Start of Block

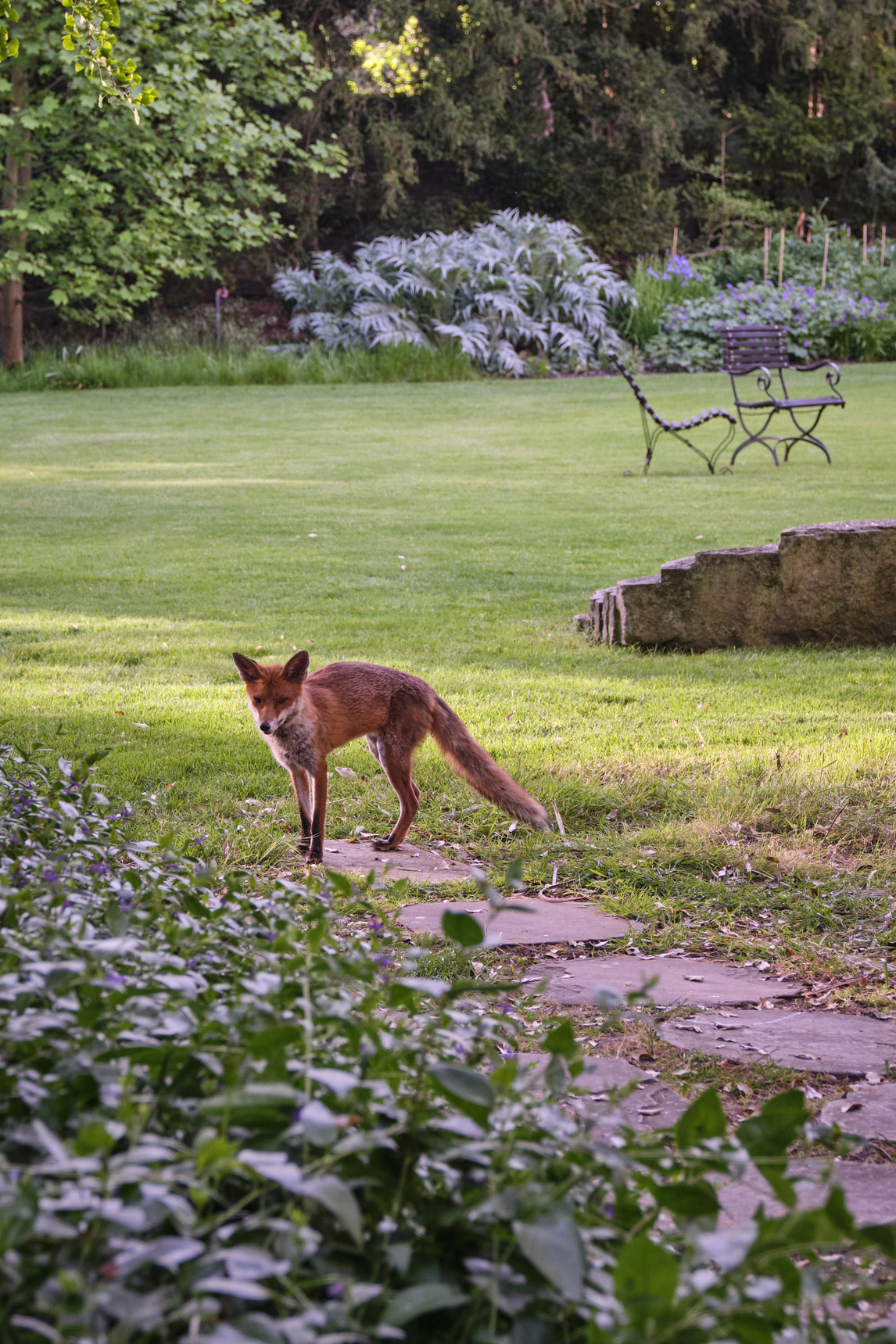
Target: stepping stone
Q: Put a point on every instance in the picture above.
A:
(652, 1105)
(410, 861)
(701, 983)
(819, 1042)
(543, 921)
(869, 1190)
(869, 1112)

End of Block

INSTRUCTIONS TO FOLLOW:
Retype all the entries word for word; the pictures stay out.

TASK ANSWER:
Target: stepping stone
Q: Put a point on every instance in the picture above.
A:
(652, 1105)
(410, 861)
(701, 983)
(819, 1042)
(543, 921)
(869, 1190)
(869, 1112)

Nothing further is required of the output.